--- Reading passage ---

Date: 20060320
Docket: IMM-3143-05
Citation: 2006 FC 352
Ottawa, Ontario, March 20, 2006
PRESENT: The Honourable Mr. Justice Simon Noël
BETWEEN:
HIRAN MOHAMMAD
Applicant
and
THE MINISTER OF CITIZENSHIP AND IMMIGRATION
Respondent
REASONS FOR JUDGMENT AND JUDGMENT
[1] This is an application for judicial review pursuant to subsection 72(1) of the Immigration and Refugee Protection Act, S.C. 2001, c. 27 ("IRPA") with respect to a decision of Cliff Berry of the Refugee Protection Division (RPD) denying Hiran Mohammad's (Applicant) claim for refugee protection. In its decision dated April 29, 2005 (rendered orally on April 13, 2005 - p. 67 of the tribunal's record), the RPD determined that the Applicant is neither a Convention refugee nor a person in need of protection as per section 96 and 97 of the IRPA.
[2] The Applicant is a citizen of Bangladesh and claims that he fears politically-motivated persecution. He is allegedly a member of the Bangladeshi Jatiya Party (JP).
1. Issues
[3] The issues are the following:
- Did the RPD commit a reviewable error in refusing a last-minute application for new witnesses to be heard on the phone?
- Did the RPD err in fact or in law in assessing the Applicant's credibility?
2. History of the case
[4] Hearings were held prior to 2003 in the presence of member Trudy Shecter (tribunal's record, p. 40 to 45). Another hearing was held on September 13, 2004 where Mr. Cliff Berry of the RPD decided that the matter should be heard de novo as Ms. Shecter was no longer a member of the RPD (tribunal's record, p. 54).
[5] On January 7, 2005, a first hearing was held on the merits, again before member Berry. On January 11, 2005, the Applicant filed a notice of application to re-open this hearing in order for him to provide further evidence (Applicant's record, p. 44). On January 28, 2005, this application was denied and the RPD gave counsel an additional 14 days to make submissions. On February 16, 2005, the Applicant's counsel sent the RPD a letter (tribunal's record, p. 60 - the letter is mistakenly dated February 16, 2004) requesting that an extra delay be granted. This request was allowed on February 21 or 22, 2005 (the date indicated differs on p. 68 and 69), the file was re-opened and a hearing was scheduled for April 13, 2005.

--- Given data ---

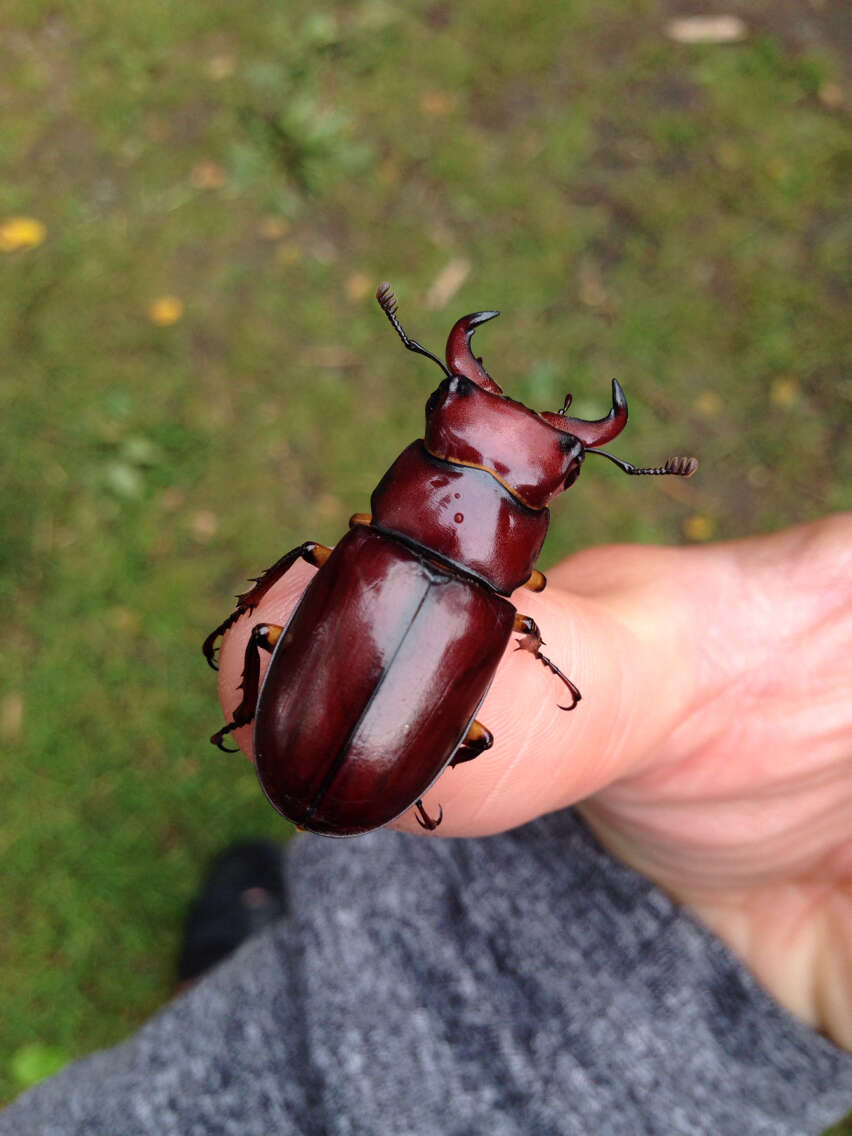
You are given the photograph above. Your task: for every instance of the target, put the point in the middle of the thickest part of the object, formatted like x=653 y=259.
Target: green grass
x=669 y=215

---

**Set exercise 1**
In the court decision, on what date was the first hearing on the merits held before member Berry?
**Set exercise 2**
Continue the court decision from its final sentence, keeping the style of the text.

**Answer 1**
January 7, 2005.

**Answer 2**
[6] In a last-minute letter dated April 12, 2005 (tribunal's record, p. 65-66), the Applicant Counsel requested that arrangements be made to hear two witnesses over the phone. These witnesses would allegedly help the Applicant to cast doubt on the reliability of the information used by the RPD in reaching its decision. Mr. Berry rejected the application from the bench (tribunal's record, p. 289) during the final hearing held on April 13, 2005. At the same date, the RPD rejected the refugee claim from the bench as well. Written reasons were rendered on April 29, 2005.
3. Impugned decision
[7] The Applicant's was found not to be credible because he submitted documents that were found to be forged. In the RPD's view, the Applicant would not have needed to submit false documents, and would not have tried to mislead the RPD, if he really had an involvement with the JP in Bangladesh.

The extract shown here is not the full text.